[Stored records]
++++++++++++++++++++

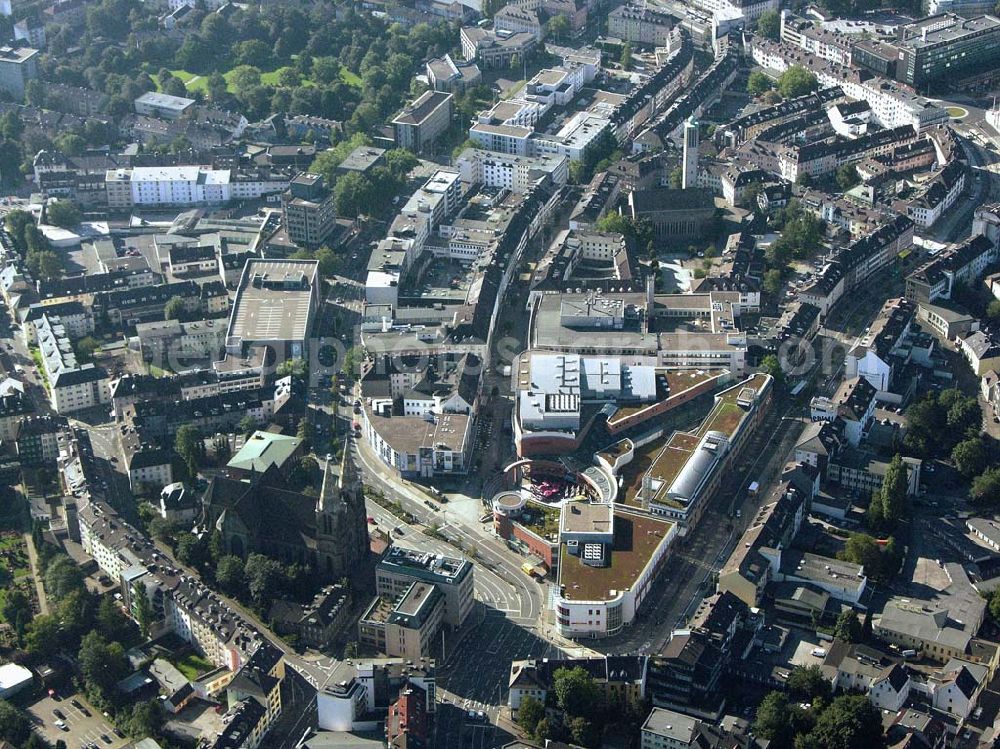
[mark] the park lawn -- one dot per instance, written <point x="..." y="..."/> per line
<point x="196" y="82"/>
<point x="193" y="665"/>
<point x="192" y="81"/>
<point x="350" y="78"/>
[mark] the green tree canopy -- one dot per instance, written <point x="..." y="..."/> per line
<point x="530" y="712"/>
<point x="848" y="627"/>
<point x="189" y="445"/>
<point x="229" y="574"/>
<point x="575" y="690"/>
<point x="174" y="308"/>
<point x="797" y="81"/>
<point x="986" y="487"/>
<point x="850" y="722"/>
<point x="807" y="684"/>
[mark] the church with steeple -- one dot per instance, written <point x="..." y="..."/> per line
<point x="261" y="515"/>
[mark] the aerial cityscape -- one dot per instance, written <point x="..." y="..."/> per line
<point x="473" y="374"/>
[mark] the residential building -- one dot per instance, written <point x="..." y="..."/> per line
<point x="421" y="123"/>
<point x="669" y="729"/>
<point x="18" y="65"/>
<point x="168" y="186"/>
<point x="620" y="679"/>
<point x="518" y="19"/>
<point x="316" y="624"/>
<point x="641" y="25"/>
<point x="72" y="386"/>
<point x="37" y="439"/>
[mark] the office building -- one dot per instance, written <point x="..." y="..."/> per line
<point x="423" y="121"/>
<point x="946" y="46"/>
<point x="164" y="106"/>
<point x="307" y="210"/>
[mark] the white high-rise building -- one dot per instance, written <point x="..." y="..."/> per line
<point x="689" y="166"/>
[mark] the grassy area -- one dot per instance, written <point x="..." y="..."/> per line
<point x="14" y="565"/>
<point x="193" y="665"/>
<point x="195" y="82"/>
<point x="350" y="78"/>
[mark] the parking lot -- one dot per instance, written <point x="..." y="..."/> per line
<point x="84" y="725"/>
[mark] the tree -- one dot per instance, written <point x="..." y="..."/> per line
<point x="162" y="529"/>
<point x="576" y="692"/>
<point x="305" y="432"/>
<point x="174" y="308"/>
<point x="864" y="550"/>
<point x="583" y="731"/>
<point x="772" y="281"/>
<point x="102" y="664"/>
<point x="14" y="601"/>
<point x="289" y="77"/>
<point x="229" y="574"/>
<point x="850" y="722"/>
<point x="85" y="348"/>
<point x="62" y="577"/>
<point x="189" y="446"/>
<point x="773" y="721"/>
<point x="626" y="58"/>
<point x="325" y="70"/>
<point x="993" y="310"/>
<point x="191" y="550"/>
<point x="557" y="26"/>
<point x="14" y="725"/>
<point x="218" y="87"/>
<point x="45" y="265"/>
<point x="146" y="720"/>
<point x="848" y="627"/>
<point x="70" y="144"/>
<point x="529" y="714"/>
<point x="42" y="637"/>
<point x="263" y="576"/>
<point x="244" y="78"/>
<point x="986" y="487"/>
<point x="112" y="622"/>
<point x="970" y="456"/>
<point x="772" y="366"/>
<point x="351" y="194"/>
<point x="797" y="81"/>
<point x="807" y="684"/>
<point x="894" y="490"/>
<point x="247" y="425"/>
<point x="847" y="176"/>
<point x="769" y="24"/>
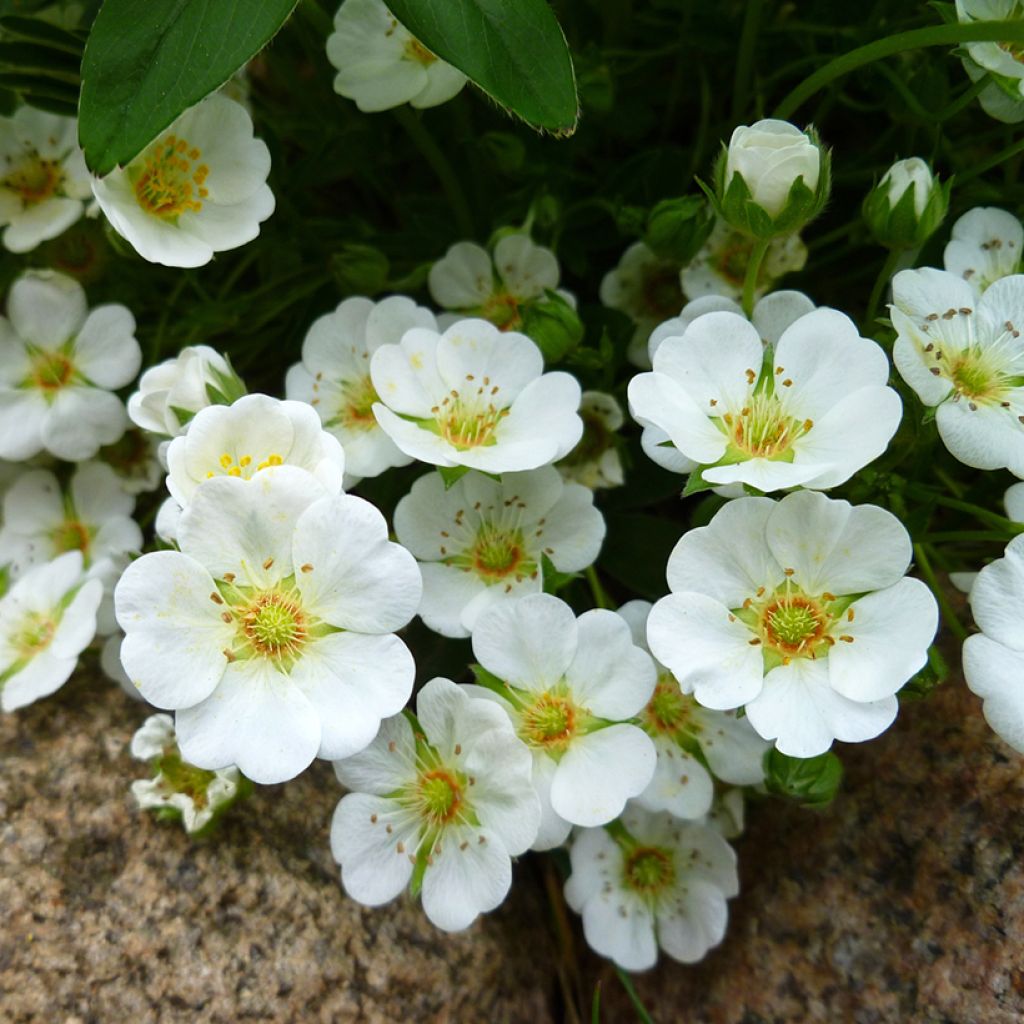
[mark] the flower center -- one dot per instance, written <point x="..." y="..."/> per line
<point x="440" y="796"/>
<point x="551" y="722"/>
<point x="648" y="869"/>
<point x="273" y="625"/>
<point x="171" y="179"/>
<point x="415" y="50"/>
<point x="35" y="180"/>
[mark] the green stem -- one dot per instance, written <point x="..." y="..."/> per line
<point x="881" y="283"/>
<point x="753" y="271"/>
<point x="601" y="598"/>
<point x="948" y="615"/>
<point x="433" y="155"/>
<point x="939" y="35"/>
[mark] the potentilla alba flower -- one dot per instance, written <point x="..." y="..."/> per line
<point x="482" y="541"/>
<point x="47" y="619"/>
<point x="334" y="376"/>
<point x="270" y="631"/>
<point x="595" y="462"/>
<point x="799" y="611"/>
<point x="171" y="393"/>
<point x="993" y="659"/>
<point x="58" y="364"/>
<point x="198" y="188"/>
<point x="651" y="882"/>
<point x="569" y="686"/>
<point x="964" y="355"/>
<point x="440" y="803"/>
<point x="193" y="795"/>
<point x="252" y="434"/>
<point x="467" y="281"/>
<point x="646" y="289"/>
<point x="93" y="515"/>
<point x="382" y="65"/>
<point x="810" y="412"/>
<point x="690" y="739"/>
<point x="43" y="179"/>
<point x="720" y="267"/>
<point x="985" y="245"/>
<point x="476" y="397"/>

++++++++++++++++++++

=== Do this ===
Write out only what runs from the line holding "[mark] the flower" through the last line of the records, exactly as shown.

=== Correct output ===
[mark] the flower center -- one dot per instance, written <point x="..." y="..."/> per line
<point x="440" y="796"/>
<point x="551" y="722"/>
<point x="648" y="869"/>
<point x="273" y="625"/>
<point x="171" y="179"/>
<point x="415" y="50"/>
<point x="35" y="180"/>
[mark] the green stem -- one dot per instance, written <point x="..." y="..."/> per line
<point x="881" y="283"/>
<point x="753" y="271"/>
<point x="601" y="598"/>
<point x="948" y="615"/>
<point x="433" y="155"/>
<point x="939" y="35"/>
[mark] the potentilla alba flower -- one dot per instance, written <point x="..." y="..."/> per line
<point x="482" y="541"/>
<point x="47" y="619"/>
<point x="334" y="376"/>
<point x="270" y="631"/>
<point x="595" y="462"/>
<point x="799" y="611"/>
<point x="171" y="393"/>
<point x="993" y="659"/>
<point x="58" y="364"/>
<point x="198" y="188"/>
<point x="651" y="882"/>
<point x="569" y="686"/>
<point x="964" y="355"/>
<point x="440" y="803"/>
<point x="193" y="795"/>
<point x="252" y="434"/>
<point x="467" y="281"/>
<point x="646" y="289"/>
<point x="93" y="515"/>
<point x="382" y="65"/>
<point x="810" y="412"/>
<point x="690" y="739"/>
<point x="43" y="179"/>
<point x="720" y="267"/>
<point x="985" y="245"/>
<point x="476" y="397"/>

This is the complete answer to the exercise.